BRANO DA LEGGERE
..........
La parola Bouganville solitamente rimanda a vividi fiori rosa il cui nome è stato donato da Louis-Antoine Conte di Bougainville, un ammiraglio ed esploratore francese. Ma Bougainville ha donato il suo nome anche a una piccola isola dell’arcipelago delle Isole Salomone, parte della Papua-Nuova Guinea dal 1975.
Rilevante in quest’isola è il suo ricco terreno che dagli anni ‘70 è occupato da una delle più grandi miniere di rame e oro del mondo, la miniera di Panguna, gestita dalla compagnia “Bougainville Copper Limited” (BCL). La miniera però sarà chiusa al seguito di una ribellione della popolazione locale a causa dei danni ecologici e sociali provocati, e di dispute riguardo alla distribuzione dei proficui guadagni prodotti dalla miniera.
..........
LE SFIDE
1. Elenca i motivi che, secondo il brano sull'isola di Bougainville, spinsero la popolazione locale alla ribellione contro la miniera di Panguna.
2. Prosegui il brano sull'isola di Bougainville dopo la sua ultima frase.

DATI FORNITI
..........
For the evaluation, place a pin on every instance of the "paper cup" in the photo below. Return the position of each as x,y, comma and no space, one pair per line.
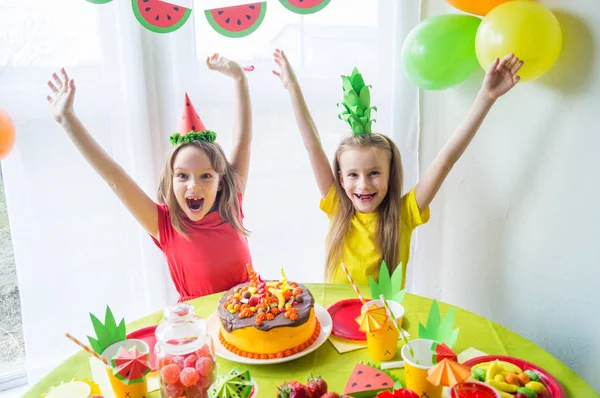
..........
RISPOSTE ATTESE
1.
- danni ecologici provocati dalla miniera
- danni sociali provocati dalla miniera
- dispute riguardo alla distribuzione dei guadagni prodotti dalla miniera

2.
Infatti, dal 1975 alla sua chiusura, la miniera di Panguna era la principale fonte di ricchezza della Papua Nuova Guinea, escludendo gli aiuti internazionali. Da alcuni anni si sta discutendo la riapertura della miniera, in quanto porterebbe denaro nella casse della neonata Regione Autonoma di Bougainville; nonostante ciò, vi è una forte resistenza da alcuni gruppi, specificamente i Me’ekamui, che si ritengono i legittimi rappresentanti dei proprietari terrieri intorno alla miniera di Panguna e temono gli effetti di una sua rimessa in funzione.
Il conflitto
Il conflitto di Bouganville inizia come una ribellione contro la miniera e la compagnia che la gestisce, ma in pochi mesi il conflitto muta in una vera e propria guerra indipendentista per l’Isola. Il capo della ribellione è Francis Ona, un impiegato della miniera insoddisfatto dalla fetta di guadagni riservata alla popolazione Bouganvillea e dalla “apartheid economica” della BCL, che fornisce migliori condizioni lavorative, stipendi, alloggi e promozioni ai lavoratori stranieri rispetto a quelli isolani. Per questa ragione, la maggior parte degli abitanti percepisce la miniera come uno sfruttamento inegualitario delle risorse della loro terra.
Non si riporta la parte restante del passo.